* [YOUR GOAL]:
Pull out every line in the listing below that contains the string "post". Treat uppercase and lowercase as different.

------------------------

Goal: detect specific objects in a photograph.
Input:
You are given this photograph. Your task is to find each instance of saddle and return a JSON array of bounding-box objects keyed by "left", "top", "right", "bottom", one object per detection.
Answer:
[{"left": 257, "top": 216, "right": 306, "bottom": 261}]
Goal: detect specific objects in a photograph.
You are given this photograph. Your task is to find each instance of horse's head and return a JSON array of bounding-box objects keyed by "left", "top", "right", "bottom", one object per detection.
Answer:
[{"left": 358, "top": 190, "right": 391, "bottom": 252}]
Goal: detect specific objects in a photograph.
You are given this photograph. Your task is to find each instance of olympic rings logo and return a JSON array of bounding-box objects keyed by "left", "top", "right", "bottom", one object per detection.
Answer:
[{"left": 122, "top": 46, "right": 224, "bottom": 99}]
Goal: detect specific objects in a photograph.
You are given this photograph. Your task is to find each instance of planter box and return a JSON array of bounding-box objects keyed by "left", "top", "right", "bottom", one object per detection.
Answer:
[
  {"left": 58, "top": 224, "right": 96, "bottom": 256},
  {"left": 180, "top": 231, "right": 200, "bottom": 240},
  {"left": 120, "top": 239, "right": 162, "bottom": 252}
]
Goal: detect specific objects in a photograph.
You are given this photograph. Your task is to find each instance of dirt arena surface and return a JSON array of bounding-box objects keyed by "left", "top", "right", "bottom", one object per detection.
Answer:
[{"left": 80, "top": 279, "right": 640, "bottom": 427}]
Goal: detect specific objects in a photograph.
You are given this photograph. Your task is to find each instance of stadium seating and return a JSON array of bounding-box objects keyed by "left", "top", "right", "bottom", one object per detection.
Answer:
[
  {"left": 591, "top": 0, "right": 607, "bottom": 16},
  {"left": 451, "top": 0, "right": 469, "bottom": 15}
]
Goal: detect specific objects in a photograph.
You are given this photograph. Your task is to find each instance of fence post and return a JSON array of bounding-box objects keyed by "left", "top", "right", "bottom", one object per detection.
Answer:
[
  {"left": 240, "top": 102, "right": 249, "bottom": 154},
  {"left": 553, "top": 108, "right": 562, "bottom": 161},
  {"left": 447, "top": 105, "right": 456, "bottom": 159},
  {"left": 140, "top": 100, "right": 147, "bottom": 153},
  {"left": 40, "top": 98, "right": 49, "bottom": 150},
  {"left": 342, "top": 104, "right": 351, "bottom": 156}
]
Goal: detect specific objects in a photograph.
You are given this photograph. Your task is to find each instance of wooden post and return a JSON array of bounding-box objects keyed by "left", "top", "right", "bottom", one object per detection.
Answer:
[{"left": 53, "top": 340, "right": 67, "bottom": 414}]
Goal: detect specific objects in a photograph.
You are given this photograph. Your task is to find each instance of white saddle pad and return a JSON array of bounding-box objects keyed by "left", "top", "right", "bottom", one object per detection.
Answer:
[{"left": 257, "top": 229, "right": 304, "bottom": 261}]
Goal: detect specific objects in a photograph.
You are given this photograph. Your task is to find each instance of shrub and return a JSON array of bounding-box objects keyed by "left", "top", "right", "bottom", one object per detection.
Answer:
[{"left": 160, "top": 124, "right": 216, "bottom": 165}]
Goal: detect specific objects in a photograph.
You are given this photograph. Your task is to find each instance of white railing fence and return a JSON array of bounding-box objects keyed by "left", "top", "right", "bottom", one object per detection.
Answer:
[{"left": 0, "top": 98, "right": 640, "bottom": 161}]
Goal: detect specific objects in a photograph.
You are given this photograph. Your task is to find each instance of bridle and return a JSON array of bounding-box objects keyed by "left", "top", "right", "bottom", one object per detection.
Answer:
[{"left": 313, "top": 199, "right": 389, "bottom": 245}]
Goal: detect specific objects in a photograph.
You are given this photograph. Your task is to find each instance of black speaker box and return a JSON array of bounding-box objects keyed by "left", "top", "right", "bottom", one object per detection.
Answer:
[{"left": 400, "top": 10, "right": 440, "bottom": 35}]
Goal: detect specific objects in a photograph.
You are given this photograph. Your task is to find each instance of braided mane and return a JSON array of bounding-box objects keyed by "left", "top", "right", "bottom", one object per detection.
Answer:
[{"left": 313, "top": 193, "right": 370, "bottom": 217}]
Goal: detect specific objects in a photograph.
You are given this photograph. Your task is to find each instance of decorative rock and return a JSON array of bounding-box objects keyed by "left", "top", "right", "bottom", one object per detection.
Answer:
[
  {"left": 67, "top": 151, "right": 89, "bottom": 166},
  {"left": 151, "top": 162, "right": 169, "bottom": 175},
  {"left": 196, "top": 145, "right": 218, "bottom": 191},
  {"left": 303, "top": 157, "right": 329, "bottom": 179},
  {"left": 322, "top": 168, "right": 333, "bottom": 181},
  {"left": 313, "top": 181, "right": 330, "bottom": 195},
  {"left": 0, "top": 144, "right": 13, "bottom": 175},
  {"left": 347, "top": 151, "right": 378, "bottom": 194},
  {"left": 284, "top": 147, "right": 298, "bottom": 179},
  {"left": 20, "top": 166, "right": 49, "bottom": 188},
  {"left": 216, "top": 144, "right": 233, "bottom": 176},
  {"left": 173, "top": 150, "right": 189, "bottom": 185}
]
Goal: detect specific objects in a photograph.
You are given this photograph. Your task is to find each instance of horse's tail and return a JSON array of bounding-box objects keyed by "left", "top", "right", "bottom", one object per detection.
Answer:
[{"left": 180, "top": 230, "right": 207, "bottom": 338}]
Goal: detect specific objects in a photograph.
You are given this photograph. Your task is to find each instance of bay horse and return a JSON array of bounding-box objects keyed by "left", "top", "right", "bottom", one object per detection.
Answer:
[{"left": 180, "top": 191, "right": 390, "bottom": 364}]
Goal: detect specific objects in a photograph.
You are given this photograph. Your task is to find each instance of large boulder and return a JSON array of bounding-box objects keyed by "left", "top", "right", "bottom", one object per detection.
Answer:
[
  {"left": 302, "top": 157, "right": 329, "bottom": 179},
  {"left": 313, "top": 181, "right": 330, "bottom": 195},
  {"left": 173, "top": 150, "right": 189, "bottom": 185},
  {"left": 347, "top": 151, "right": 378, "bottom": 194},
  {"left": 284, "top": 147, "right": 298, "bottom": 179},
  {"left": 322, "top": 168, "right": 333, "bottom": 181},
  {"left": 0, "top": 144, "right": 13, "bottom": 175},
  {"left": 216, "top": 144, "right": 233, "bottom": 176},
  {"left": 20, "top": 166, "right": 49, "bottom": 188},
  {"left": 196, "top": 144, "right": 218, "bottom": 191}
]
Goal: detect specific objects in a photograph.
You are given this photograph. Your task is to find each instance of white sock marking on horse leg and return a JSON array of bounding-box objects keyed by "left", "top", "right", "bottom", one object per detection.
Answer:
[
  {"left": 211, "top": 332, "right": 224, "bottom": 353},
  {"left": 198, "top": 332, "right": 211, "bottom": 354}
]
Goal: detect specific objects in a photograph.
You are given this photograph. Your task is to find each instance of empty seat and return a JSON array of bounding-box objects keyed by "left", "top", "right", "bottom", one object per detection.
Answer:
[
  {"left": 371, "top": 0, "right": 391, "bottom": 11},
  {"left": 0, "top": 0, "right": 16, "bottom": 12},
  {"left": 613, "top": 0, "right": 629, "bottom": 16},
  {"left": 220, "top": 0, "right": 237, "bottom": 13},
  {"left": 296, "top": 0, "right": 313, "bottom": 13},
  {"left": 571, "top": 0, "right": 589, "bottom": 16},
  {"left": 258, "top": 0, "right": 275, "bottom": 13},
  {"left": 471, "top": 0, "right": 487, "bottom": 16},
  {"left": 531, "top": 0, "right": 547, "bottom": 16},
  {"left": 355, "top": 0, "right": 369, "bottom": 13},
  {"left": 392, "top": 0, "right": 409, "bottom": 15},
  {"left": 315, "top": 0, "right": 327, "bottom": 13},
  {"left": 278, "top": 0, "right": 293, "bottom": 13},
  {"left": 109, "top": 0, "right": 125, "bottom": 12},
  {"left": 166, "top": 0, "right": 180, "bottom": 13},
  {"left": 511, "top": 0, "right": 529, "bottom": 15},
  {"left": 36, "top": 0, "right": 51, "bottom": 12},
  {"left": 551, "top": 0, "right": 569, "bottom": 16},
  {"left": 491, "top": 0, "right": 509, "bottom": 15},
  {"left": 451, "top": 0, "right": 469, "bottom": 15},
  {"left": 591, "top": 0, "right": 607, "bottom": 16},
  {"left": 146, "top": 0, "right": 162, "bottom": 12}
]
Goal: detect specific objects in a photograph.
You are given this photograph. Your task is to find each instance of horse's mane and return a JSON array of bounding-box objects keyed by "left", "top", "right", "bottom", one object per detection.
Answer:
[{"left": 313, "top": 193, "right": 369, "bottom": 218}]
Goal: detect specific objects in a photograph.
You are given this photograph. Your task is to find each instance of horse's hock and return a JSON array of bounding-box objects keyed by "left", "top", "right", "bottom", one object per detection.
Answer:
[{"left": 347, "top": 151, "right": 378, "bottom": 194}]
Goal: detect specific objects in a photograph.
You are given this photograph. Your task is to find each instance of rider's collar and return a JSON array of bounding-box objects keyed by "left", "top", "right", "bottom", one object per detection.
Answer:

------------------------

* [ANSWER TO THIS PROBLEM]:
You are given this photograph. Your task is to find each instance of fence post and return a JSON array of bounding-box objects keyed by "left", "top", "right", "bottom", one object per detection.
You are given this photograph. Your task is to find each instance of wooden post and return a JSON array of bounding-box objects keyed by "left", "top", "right", "bottom", one object per detection.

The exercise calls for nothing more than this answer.